## EXERCÍCIO
Responda, por favor, com base no texto sobre elevadores:
1. Quantos segundos leva a descida do 12º andar ao térreo?
2. Quanto tempo perdido por ano o texto calcula, em horas e minutos?
3. Qual é o tempo de vida médio de um homem brasileiro segundo os dados do IBGE citados?

## TRECHO DO TEXTO
• • • • •
Um parto. Um verso. Um beijo. Um dia a menos.
Dentro do elevador, nos 30 segundos que levo pra descer do 12º andar ao térreo, a caminho da garagem, me dei conta de que vou torrar boa parte da minha vida dentro de um elevador. Subir e descer, desviando os olhares constrangidos por dividir micro espaços com desconhecidos, enclausurados em uma caixa de metal, eis a sina dos tempos pós-modernos.
E, todo dia, um dia a menos. E mais elevadores pelo caminho. Porque sempre há um elevador pra atravancar nossos (des)caminhos.
Elevadores que levam desesperados à porta de analistas, psicólogos e psiquiatras. Elevadores que devolvem a serenidade segundos antes de pisarmos em casa. Elevadores que atestam a cura do maligno câncer diante do oncologista incrédulo com a reversão da morte iminente. Elevadores que aceleram corações dos que sofrem com a claustrofobia. Elevadores que desaceleram corações ansiosos. Elevadores que atrasam o socorro dos que estão à beira da morte.
Videntes. Crentes. Apóstatas. Feridos. Delirantes. Todos avançam, um dia por vez. Um dia a menos. Nem sempre.
Monges não precisam de elevadores. Elevam-se sentados, silenciosos. Acomodam-se inertes e metamorfoseiam pensamentos esquivos e doloridos em quietude. E paz. Não usam poções mágicas. Meditam. Subvertem o "conheça a si mesmo", libertando-se de si mesmos.
Estimando que eu gaste 30 segundos (e realmente gasto isso, já cronometrei) pra sair do 12º andar e descer até o térreo, e mais 30 segundos pra subir e voltar ao lar, por dia, meu desperdício de tempo é de 1 minuto. Isso só no elevador do condomínio onde moro.
Se eu computar os 365 dias do ano, meu tempo perdido será de 21.900 segundos, ou tão simplesmente 365 minutos, ou ainda, 6 horas e 5 minutos. Ou seja, perco um dia inteiro de sono, por ano, porque a pós-modernidade me sujeita a usar o elevador. Esse trágico número levando-se em conta apenas a minha saída e volta pra casa, descontando outros elevadores que uso pra visitar amigos, parentes, médicos, analistas, videntes e etc. Fora os monges.
Estimando que eu chegue aos 75 anos, o que seria um invejável lucro, tendo em vista o tempo de vida médio de um homem brasileiro, de acordo com dados mais recentes do Instituto Brasileiro de Geografia e Estatística (IBGE), de aproximadamente 72 anos, eu terei passado 19 dias dentro do elevador, apenas pra sair e voltar pra casa, excetuando as viagens dentro de outros elevadores pra visitar amigos, parentes, médicos, analistas, videntes e etc. Fora os monges.
E dentro do elevador, um parto, um verso, um beijo. A mesma selfie. Um dia a menos.
• • • • •
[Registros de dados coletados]
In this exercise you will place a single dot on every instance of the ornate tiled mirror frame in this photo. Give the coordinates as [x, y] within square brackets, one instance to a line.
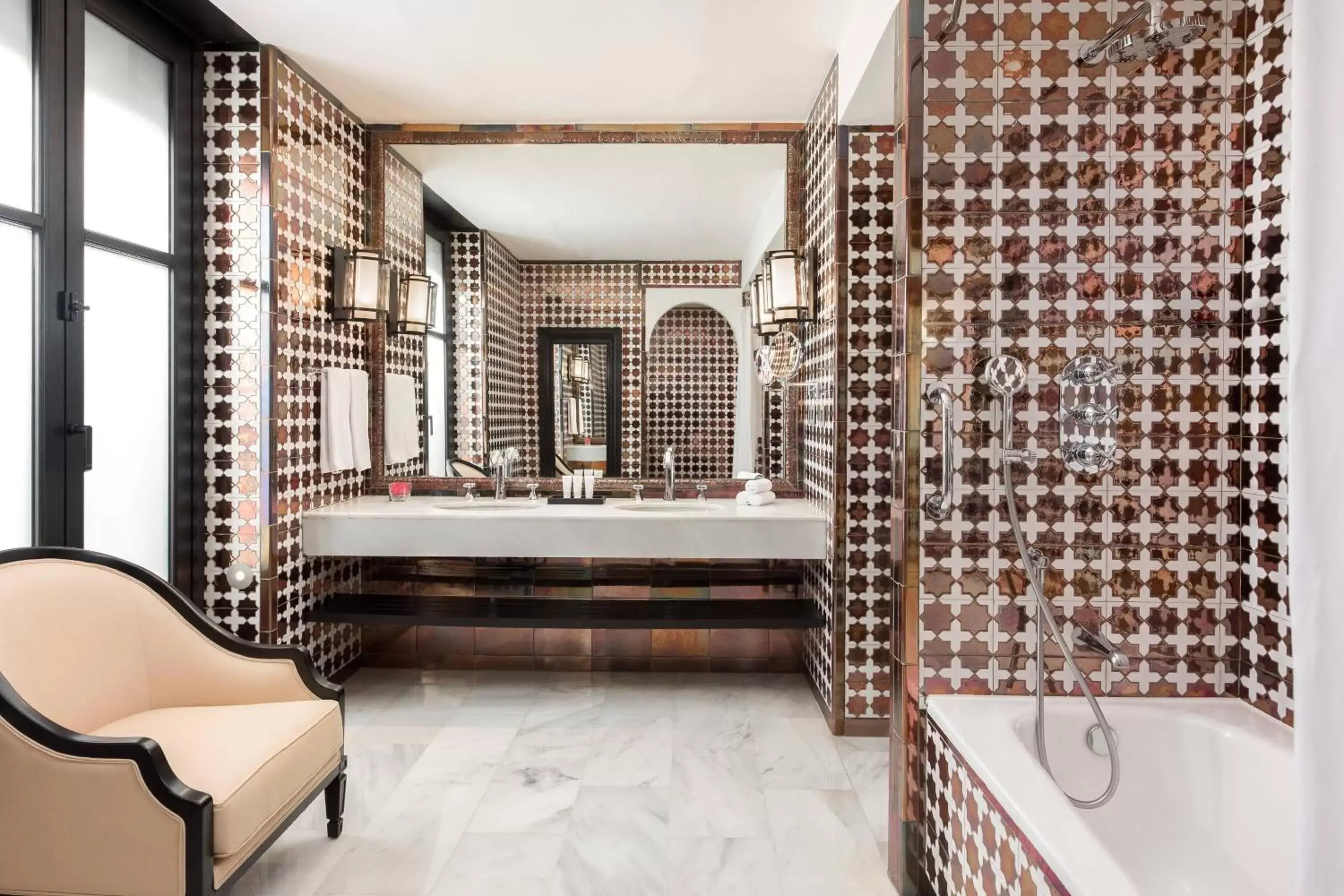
[382, 139]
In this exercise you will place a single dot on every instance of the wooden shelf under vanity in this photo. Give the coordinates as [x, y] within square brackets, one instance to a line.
[568, 613]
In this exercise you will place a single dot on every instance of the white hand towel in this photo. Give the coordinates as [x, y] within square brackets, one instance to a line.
[401, 429]
[757, 487]
[359, 418]
[335, 448]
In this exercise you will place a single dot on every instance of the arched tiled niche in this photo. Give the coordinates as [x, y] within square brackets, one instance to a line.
[691, 392]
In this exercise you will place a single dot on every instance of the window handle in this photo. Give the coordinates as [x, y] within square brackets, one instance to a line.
[86, 432]
[69, 306]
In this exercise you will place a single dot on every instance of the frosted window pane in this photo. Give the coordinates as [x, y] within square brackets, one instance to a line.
[17, 174]
[436, 371]
[127, 402]
[128, 172]
[17, 375]
[435, 271]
• • • • •
## TAREFA RESOLVIDA
1. 30 segundos.
2. 6 horas e 5 minutos.
3. Aproximadamente 72 anos.